OBJETIVO DA TAREFA ->
Comece na linha que contém "Where can the spoon handle" e pare depois da que contém "<point>331,128</point>". Como ficam essas linhas reproduzidas do material, pedidos incluídos, se cada número das coordenadas das respostas for deslocado em -4, sem mexer nos números dos pedidos nem no exemplo de formato?

Material bruto:
_ _ _
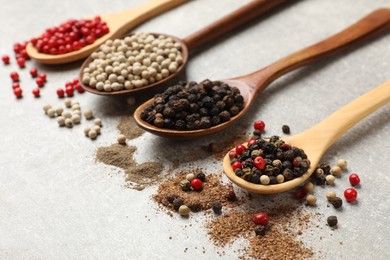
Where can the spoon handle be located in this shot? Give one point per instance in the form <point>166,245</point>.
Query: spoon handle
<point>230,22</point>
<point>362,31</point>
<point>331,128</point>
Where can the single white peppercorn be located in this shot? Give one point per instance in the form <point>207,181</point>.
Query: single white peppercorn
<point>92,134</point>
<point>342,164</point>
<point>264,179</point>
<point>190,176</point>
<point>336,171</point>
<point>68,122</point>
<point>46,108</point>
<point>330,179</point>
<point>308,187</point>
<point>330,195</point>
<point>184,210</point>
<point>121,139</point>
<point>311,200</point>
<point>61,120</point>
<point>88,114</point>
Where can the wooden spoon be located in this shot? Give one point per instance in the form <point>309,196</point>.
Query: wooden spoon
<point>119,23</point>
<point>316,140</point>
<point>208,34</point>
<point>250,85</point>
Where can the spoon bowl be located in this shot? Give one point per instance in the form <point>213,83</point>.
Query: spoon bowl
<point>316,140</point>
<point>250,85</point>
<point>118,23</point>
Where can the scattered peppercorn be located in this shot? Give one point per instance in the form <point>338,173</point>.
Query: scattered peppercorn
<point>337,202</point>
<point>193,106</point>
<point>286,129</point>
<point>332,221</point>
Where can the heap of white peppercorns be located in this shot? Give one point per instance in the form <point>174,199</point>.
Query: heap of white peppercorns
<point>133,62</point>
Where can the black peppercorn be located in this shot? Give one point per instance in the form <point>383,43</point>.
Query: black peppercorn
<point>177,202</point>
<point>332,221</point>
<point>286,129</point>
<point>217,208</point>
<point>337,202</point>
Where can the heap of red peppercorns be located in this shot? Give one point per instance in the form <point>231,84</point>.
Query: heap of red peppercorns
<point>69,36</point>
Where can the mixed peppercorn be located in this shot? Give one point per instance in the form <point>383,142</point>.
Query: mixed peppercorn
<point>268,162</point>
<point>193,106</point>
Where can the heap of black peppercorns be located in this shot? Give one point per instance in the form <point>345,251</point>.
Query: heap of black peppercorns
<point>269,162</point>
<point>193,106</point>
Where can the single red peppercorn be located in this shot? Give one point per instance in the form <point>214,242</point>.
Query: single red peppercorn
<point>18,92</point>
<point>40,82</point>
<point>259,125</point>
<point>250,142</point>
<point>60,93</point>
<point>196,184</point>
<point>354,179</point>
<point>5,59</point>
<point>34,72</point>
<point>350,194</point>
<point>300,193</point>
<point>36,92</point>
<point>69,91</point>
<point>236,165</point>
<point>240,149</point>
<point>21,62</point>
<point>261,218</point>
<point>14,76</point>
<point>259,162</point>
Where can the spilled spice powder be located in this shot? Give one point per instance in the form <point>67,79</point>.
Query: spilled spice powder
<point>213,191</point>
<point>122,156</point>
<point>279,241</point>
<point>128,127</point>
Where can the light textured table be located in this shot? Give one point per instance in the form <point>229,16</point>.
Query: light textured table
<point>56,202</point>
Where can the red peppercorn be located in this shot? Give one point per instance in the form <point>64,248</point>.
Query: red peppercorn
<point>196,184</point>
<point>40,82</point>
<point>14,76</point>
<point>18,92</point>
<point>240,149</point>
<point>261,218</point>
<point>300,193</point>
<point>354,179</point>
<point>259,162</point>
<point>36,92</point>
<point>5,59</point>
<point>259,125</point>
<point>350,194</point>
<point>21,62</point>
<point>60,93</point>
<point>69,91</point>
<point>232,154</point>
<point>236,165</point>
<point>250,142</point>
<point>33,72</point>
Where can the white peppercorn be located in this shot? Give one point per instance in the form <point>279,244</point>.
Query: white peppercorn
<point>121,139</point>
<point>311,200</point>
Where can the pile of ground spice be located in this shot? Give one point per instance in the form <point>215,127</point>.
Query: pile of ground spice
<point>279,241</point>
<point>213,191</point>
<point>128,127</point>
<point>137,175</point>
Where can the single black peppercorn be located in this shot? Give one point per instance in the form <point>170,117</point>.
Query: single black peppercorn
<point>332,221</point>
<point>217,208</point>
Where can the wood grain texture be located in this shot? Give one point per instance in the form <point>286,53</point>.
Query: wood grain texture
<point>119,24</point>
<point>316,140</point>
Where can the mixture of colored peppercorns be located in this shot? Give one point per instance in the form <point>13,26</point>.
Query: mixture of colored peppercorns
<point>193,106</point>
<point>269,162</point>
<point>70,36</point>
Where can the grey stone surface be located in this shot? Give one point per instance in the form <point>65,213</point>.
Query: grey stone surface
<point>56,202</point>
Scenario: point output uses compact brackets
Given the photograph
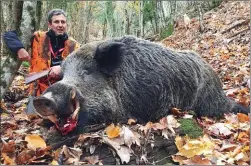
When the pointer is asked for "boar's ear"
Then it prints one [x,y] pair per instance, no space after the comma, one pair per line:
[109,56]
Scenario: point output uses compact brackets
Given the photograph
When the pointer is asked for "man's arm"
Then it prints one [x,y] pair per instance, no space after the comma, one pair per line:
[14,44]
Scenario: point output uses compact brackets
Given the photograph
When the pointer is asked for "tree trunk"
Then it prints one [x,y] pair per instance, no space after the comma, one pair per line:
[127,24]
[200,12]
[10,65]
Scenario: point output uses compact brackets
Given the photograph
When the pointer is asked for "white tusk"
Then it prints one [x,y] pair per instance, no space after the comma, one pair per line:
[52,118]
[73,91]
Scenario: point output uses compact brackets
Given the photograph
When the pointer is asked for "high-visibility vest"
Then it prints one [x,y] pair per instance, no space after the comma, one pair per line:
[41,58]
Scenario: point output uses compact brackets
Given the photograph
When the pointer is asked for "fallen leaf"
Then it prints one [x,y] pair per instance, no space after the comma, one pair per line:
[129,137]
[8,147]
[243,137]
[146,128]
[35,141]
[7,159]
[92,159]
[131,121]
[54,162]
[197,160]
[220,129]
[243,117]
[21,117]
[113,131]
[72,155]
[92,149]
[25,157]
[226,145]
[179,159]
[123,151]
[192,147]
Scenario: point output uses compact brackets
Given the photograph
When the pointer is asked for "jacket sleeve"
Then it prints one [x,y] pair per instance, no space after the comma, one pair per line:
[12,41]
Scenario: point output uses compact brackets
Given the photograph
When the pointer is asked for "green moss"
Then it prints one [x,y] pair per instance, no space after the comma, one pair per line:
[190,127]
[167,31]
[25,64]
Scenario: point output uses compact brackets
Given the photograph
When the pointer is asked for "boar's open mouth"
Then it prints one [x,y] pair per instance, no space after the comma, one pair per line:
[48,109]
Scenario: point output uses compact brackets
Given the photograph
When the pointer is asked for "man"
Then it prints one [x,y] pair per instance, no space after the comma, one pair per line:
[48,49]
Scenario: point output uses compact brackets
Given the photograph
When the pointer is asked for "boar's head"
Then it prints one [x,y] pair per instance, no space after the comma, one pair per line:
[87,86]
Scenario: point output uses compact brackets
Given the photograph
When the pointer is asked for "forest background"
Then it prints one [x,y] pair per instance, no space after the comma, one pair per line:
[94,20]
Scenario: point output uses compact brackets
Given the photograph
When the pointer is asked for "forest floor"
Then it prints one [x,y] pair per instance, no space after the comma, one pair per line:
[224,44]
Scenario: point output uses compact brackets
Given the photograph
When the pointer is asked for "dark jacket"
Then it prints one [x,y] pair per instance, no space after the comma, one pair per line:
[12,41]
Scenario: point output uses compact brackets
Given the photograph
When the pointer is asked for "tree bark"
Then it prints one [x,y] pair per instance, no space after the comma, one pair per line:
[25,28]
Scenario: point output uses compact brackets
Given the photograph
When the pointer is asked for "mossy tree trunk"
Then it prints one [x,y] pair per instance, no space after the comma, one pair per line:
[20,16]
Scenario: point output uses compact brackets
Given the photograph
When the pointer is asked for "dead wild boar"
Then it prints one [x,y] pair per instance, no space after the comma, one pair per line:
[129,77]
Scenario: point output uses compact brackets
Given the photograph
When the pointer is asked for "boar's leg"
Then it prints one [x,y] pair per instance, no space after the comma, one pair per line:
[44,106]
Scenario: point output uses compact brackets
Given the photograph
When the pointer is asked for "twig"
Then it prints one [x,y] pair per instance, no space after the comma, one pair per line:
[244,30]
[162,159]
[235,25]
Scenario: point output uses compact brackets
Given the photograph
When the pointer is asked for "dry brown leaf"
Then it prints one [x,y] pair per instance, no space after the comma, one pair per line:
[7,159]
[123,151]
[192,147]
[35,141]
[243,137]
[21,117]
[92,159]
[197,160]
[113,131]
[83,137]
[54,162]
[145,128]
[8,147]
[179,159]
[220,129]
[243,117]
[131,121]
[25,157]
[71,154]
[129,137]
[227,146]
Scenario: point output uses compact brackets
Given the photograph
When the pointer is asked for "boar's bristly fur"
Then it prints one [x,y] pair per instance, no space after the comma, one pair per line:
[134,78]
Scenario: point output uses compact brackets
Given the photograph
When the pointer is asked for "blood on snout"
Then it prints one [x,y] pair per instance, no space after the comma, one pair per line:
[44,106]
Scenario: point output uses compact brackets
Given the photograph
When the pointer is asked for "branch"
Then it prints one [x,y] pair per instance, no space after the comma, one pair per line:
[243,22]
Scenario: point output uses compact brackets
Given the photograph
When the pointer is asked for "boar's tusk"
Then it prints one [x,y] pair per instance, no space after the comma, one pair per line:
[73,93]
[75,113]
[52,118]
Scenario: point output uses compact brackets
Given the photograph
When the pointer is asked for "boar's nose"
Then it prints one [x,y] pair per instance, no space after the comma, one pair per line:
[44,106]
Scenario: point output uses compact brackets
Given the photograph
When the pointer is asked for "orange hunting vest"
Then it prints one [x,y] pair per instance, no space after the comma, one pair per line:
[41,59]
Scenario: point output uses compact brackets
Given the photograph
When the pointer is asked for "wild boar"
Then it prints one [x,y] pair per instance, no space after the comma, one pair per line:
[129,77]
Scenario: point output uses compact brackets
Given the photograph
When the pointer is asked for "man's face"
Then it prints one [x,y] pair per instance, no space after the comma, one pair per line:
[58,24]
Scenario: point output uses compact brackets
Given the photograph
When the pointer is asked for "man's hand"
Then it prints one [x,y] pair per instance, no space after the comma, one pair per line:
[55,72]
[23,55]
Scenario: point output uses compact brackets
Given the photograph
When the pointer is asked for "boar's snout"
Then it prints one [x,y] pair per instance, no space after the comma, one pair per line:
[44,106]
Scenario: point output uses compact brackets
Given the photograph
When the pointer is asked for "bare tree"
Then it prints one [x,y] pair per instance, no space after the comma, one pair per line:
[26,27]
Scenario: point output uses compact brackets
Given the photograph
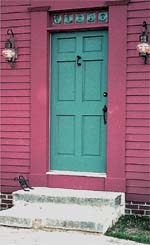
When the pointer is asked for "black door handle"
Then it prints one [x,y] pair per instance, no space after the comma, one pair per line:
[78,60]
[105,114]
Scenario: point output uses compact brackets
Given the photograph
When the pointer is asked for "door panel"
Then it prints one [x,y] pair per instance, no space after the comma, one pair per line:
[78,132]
_ _ _
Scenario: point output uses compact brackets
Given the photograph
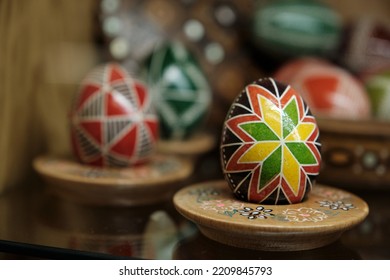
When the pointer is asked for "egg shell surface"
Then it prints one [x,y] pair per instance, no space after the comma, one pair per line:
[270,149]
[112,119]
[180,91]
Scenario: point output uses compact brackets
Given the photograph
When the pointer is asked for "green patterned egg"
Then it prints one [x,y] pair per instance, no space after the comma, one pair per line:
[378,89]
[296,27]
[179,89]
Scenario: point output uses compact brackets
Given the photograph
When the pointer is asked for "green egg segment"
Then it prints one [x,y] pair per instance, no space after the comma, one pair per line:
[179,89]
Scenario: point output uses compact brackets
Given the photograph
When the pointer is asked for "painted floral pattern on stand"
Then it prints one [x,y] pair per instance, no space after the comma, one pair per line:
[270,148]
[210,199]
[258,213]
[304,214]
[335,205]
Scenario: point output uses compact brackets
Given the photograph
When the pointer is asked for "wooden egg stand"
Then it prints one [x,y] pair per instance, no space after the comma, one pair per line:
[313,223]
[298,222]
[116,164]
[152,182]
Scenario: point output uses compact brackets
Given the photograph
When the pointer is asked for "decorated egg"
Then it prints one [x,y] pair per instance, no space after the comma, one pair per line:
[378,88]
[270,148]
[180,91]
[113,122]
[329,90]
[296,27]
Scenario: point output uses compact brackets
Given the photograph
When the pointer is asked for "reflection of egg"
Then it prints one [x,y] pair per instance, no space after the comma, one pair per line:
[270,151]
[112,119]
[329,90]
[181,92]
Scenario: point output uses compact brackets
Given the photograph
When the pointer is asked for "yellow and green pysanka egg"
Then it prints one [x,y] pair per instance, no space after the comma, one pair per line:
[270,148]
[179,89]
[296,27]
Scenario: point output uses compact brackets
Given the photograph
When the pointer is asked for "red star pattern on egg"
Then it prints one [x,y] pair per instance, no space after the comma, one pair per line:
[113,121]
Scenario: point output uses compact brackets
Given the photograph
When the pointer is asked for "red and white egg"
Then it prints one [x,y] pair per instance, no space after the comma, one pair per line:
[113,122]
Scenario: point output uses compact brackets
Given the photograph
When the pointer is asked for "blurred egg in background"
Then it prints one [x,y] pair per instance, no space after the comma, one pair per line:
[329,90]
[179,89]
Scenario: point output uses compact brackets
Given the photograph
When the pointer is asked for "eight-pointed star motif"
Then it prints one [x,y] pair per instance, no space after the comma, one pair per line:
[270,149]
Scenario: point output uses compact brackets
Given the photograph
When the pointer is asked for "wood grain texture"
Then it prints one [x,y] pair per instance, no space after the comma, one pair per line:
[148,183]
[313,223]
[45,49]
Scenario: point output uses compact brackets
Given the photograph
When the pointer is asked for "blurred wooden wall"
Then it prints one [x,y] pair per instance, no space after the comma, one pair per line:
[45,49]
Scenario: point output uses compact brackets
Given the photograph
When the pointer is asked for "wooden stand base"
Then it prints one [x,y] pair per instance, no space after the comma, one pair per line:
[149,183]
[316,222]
_ _ _
RESPOSTA CORRETA ->
Where can the spoon handle be located in this shot? Give one point per instance in the form <point>166,245</point>.
Query: spoon handle
<point>226,18</point>
<point>358,27</point>
<point>327,124</point>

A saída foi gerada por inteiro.